#### Problem statement
Can you quote exactly the stretch of lines from the one with "Target = white bucket hat" through the final line of the material, both ends included?

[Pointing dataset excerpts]

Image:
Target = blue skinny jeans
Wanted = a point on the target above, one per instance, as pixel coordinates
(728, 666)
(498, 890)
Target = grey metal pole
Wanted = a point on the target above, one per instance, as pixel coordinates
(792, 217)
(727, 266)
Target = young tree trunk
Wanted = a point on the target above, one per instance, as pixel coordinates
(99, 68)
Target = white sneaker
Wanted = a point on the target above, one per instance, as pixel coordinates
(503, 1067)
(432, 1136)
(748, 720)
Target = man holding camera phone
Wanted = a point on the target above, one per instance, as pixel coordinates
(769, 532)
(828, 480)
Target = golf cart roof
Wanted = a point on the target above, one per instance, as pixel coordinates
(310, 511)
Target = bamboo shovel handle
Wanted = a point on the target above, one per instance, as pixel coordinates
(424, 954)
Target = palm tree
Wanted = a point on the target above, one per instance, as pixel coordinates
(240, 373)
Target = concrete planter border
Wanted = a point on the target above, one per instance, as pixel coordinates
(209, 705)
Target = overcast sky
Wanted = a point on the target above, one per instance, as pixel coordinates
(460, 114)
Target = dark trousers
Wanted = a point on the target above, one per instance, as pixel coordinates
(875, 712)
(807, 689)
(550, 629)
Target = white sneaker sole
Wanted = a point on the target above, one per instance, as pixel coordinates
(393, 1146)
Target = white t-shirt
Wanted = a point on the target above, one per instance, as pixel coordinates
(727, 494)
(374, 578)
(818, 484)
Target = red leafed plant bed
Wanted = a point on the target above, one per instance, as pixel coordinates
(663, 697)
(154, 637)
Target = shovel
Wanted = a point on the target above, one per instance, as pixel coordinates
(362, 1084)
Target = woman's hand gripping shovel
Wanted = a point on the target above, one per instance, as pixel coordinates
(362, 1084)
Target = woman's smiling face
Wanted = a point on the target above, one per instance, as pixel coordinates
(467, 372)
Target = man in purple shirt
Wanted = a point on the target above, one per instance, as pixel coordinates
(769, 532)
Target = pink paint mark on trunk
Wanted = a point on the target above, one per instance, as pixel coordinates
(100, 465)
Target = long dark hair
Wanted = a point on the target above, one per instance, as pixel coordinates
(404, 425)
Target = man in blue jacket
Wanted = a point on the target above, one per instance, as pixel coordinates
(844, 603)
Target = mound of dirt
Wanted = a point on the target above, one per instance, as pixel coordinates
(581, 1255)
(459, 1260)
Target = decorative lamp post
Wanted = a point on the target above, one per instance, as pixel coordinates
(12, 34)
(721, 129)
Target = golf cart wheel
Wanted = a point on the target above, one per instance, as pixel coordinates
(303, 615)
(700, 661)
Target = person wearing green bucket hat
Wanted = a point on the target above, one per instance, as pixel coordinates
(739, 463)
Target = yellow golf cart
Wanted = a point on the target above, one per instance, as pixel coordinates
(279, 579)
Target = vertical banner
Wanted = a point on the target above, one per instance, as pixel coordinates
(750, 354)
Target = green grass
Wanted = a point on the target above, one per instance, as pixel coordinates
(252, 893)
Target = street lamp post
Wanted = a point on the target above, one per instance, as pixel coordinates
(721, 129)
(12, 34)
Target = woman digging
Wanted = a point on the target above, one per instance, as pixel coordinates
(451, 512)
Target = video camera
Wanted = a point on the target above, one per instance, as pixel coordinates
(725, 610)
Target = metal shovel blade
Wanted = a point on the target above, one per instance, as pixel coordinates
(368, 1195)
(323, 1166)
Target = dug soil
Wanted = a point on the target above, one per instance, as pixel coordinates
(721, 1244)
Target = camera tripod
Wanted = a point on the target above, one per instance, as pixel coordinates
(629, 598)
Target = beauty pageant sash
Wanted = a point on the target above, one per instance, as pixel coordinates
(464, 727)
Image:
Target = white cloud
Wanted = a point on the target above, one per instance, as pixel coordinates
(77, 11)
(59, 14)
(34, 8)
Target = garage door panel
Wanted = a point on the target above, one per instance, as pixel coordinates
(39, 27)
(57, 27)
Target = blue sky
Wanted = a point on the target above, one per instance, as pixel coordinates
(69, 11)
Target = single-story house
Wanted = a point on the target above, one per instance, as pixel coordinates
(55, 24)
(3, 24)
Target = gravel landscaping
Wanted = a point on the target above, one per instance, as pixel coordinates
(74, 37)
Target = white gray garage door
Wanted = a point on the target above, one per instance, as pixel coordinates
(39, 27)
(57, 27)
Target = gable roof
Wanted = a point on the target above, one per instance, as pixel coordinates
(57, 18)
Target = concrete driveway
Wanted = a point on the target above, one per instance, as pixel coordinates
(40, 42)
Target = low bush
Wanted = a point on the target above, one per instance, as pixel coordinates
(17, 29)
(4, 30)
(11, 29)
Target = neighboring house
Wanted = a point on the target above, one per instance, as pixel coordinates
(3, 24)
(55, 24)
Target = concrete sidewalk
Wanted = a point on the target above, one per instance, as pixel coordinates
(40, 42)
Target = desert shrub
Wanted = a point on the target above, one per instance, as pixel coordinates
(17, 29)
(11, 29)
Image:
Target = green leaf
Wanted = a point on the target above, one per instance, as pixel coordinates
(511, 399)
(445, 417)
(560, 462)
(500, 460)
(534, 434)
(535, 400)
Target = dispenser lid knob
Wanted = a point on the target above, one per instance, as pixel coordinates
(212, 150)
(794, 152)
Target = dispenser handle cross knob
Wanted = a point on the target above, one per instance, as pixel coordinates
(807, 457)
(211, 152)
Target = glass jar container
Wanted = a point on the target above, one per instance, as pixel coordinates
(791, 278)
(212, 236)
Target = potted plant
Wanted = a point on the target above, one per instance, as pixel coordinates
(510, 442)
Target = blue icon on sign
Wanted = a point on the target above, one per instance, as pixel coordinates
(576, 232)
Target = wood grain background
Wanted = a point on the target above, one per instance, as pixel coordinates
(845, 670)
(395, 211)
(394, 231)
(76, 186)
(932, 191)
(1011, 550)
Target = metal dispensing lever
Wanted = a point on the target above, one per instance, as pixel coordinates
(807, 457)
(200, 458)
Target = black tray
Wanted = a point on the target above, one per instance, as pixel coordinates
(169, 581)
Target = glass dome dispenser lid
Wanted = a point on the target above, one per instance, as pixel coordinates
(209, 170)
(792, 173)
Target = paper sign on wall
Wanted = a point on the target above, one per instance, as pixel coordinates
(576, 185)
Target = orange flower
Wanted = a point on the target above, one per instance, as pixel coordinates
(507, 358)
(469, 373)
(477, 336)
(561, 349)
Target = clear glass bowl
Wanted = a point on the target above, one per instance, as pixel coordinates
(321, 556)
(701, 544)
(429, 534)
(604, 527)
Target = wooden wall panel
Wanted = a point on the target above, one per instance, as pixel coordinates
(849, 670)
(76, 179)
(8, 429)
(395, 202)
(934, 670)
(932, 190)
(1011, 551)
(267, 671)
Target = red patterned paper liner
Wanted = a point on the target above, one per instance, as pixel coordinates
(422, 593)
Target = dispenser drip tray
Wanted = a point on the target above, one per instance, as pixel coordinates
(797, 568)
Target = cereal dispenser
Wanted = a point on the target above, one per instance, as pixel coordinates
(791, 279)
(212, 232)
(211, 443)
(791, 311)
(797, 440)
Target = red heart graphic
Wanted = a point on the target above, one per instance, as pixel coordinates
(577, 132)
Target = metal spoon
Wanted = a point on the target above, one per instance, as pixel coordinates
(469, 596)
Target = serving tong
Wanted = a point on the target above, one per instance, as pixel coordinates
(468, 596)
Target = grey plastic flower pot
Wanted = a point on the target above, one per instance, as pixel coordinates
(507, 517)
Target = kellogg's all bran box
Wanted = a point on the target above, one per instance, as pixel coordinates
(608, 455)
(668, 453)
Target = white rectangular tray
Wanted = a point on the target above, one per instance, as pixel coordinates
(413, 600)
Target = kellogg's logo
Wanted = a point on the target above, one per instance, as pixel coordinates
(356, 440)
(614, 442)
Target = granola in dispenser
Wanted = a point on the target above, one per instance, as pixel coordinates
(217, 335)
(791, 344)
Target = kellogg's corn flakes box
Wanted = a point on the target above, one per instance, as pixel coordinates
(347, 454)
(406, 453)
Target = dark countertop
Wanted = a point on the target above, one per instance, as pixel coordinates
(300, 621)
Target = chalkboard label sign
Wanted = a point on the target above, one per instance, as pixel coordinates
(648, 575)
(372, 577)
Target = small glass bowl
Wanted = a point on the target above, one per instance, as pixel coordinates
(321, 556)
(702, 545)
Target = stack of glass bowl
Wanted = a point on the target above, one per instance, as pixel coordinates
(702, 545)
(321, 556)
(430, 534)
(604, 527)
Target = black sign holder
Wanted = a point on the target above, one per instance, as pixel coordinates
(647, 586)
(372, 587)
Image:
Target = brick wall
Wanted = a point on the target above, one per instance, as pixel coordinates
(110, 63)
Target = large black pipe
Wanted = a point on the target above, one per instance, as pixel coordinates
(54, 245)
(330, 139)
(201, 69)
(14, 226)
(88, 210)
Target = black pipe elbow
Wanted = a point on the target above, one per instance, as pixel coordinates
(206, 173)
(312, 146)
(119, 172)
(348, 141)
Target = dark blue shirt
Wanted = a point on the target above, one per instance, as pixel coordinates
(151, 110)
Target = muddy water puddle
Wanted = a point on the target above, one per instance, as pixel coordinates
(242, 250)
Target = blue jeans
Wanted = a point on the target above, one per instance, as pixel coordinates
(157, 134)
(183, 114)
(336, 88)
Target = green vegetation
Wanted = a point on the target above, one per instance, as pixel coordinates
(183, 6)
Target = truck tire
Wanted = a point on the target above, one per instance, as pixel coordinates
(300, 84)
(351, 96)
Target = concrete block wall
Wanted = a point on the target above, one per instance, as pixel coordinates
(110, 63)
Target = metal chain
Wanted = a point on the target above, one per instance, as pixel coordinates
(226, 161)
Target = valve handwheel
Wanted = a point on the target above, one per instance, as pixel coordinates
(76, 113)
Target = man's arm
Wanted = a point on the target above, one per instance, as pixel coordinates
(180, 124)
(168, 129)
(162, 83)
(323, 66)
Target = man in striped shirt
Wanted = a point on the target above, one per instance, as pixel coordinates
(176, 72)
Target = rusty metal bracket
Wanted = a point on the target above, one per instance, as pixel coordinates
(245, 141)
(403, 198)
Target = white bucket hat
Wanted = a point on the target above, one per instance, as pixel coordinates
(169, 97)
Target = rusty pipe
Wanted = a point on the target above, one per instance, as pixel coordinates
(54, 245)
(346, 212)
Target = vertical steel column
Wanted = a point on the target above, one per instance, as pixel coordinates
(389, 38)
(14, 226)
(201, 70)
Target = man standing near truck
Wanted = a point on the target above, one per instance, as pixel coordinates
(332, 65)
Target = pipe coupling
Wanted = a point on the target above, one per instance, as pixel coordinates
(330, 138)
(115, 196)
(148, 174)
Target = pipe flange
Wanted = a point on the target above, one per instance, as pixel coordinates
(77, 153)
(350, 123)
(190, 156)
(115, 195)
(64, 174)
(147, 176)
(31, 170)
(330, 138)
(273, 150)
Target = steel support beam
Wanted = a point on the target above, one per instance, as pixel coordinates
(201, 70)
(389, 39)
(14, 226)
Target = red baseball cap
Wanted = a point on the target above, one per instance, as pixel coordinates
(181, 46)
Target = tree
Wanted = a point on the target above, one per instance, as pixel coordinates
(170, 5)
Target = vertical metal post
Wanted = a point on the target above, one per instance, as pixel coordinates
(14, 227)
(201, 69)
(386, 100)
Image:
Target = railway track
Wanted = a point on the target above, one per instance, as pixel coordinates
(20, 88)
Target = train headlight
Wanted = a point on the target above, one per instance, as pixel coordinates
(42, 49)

#### Task result
Target = white bucket hat
Wanted = a point on the target above, one per instance, as pixel coordinates
(169, 97)
Target = rusty pipe
Wanted = a point on the target above, one per instance, as pixel coordinates
(54, 245)
(346, 212)
Target = vertical steel column
Wanted = a point on the target above, one per instance, as pixel coordinates
(389, 38)
(14, 226)
(201, 70)
Target = man standing near truck
Wanted = a point on the target above, one per instance, as pixel coordinates
(332, 65)
Target = pipe coupling
Wanted = a point on the target above, one per instance, as pixel coordinates
(330, 138)
(115, 196)
(148, 174)
Target = pipe flange
Wanted = a point on the target above, one per instance, as pixel coordinates
(77, 153)
(350, 123)
(190, 156)
(115, 195)
(64, 174)
(147, 176)
(31, 170)
(330, 138)
(273, 150)
Target = steel support beam
Wanted = a point on the target above, one per instance, as pixel coordinates
(201, 70)
(389, 39)
(14, 226)
Target = red baseball cap
Wanted = a point on the target above, one per instance, as pixel coordinates
(181, 46)
Target = tree
Wanted = a point on the target above, one per instance, as pixel coordinates
(170, 5)
Target = vertical metal post
Wanted = a point on the target above, one per instance, as pixel coordinates
(14, 227)
(201, 69)
(386, 100)
Image:
Target = railway track
Wanted = a point on the target above, one per instance, as pixel coordinates
(20, 88)
Target = train headlight
Wanted = a point on the target above, one per instance, as pixel coordinates
(42, 49)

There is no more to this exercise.